#### The exercise:
Repeat every record exactly, but keep images out of the copy.

#### Provided records

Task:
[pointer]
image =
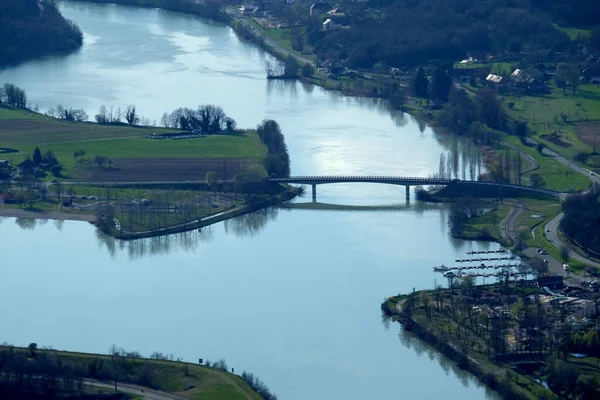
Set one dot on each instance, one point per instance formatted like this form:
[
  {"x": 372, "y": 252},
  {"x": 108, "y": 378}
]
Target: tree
[
  {"x": 37, "y": 156},
  {"x": 210, "y": 178},
  {"x": 565, "y": 254},
  {"x": 131, "y": 115},
  {"x": 308, "y": 70},
  {"x": 442, "y": 82},
  {"x": 100, "y": 160},
  {"x": 291, "y": 67},
  {"x": 32, "y": 350},
  {"x": 102, "y": 116},
  {"x": 537, "y": 181},
  {"x": 420, "y": 84}
]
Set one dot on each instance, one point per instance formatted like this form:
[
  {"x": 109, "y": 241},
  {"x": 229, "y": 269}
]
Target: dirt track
[{"x": 163, "y": 169}]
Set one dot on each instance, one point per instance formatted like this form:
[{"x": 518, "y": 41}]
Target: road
[
  {"x": 148, "y": 393},
  {"x": 234, "y": 13},
  {"x": 552, "y": 236}
]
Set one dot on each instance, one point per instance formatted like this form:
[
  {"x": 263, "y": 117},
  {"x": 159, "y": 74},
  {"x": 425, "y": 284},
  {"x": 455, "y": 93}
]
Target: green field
[
  {"x": 544, "y": 114},
  {"x": 169, "y": 376},
  {"x": 24, "y": 131}
]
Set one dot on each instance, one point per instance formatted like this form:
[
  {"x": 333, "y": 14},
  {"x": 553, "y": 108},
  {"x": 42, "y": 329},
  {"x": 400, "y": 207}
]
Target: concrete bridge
[{"x": 406, "y": 181}]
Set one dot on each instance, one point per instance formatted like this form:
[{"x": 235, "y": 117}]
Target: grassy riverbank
[{"x": 188, "y": 380}]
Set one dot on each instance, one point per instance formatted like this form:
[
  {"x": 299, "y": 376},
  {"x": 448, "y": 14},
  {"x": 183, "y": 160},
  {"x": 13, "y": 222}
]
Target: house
[
  {"x": 329, "y": 24},
  {"x": 591, "y": 74},
  {"x": 552, "y": 282},
  {"x": 590, "y": 51},
  {"x": 336, "y": 12},
  {"x": 332, "y": 67},
  {"x": 9, "y": 198},
  {"x": 247, "y": 9},
  {"x": 521, "y": 77},
  {"x": 319, "y": 8},
  {"x": 492, "y": 78},
  {"x": 26, "y": 166}
]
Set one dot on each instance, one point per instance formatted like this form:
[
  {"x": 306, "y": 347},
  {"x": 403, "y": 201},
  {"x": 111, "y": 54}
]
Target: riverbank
[
  {"x": 158, "y": 377},
  {"x": 436, "y": 317}
]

########

#### Expected answer:
Task:
[pointer]
image =
Set one dot on each instance, one point per instance formatted like this form:
[
  {"x": 372, "y": 252},
  {"x": 108, "y": 378}
]
Target: tree
[
  {"x": 37, "y": 156},
  {"x": 210, "y": 178},
  {"x": 565, "y": 254},
  {"x": 131, "y": 115},
  {"x": 308, "y": 70},
  {"x": 442, "y": 82},
  {"x": 100, "y": 160},
  {"x": 291, "y": 67},
  {"x": 32, "y": 350},
  {"x": 102, "y": 116},
  {"x": 537, "y": 181},
  {"x": 420, "y": 84}
]
Set one dot on each instance, one point per instance formatted like this form:
[
  {"x": 109, "y": 241},
  {"x": 229, "y": 269}
]
Target: dirt track
[{"x": 163, "y": 169}]
Set one dot on each instance, one point per instance formatted like this form:
[{"x": 518, "y": 41}]
Target: road
[
  {"x": 148, "y": 393},
  {"x": 234, "y": 13},
  {"x": 552, "y": 236}
]
Set one dot on each instance, one point per instance formatted like this form:
[
  {"x": 263, "y": 117},
  {"x": 159, "y": 74},
  {"x": 425, "y": 284},
  {"x": 455, "y": 93}
]
Target: green field
[
  {"x": 544, "y": 114},
  {"x": 169, "y": 376},
  {"x": 24, "y": 131}
]
Set one dot on each instance, one point per instance formatted like this form:
[
  {"x": 333, "y": 14},
  {"x": 553, "y": 108},
  {"x": 42, "y": 329},
  {"x": 400, "y": 207}
]
Target: concrete bridge
[{"x": 406, "y": 181}]
Set one dot on each instance, one point per instance formatted like this form:
[{"x": 235, "y": 117}]
Target: grassy riverbank
[{"x": 188, "y": 380}]
Set one dot on each instance, one point per instance formatted like this form:
[
  {"x": 299, "y": 376},
  {"x": 448, "y": 14},
  {"x": 183, "y": 160},
  {"x": 13, "y": 222}
]
Target: house
[
  {"x": 329, "y": 24},
  {"x": 591, "y": 74},
  {"x": 552, "y": 282},
  {"x": 590, "y": 51},
  {"x": 336, "y": 12},
  {"x": 332, "y": 67},
  {"x": 9, "y": 198},
  {"x": 247, "y": 9},
  {"x": 521, "y": 77},
  {"x": 319, "y": 8},
  {"x": 492, "y": 78},
  {"x": 26, "y": 166}
]
Set one dot on each instance, one point per instance formatted like this form:
[
  {"x": 306, "y": 347},
  {"x": 403, "y": 201},
  {"x": 111, "y": 54}
]
Target: riverbank
[
  {"x": 158, "y": 377},
  {"x": 436, "y": 317}
]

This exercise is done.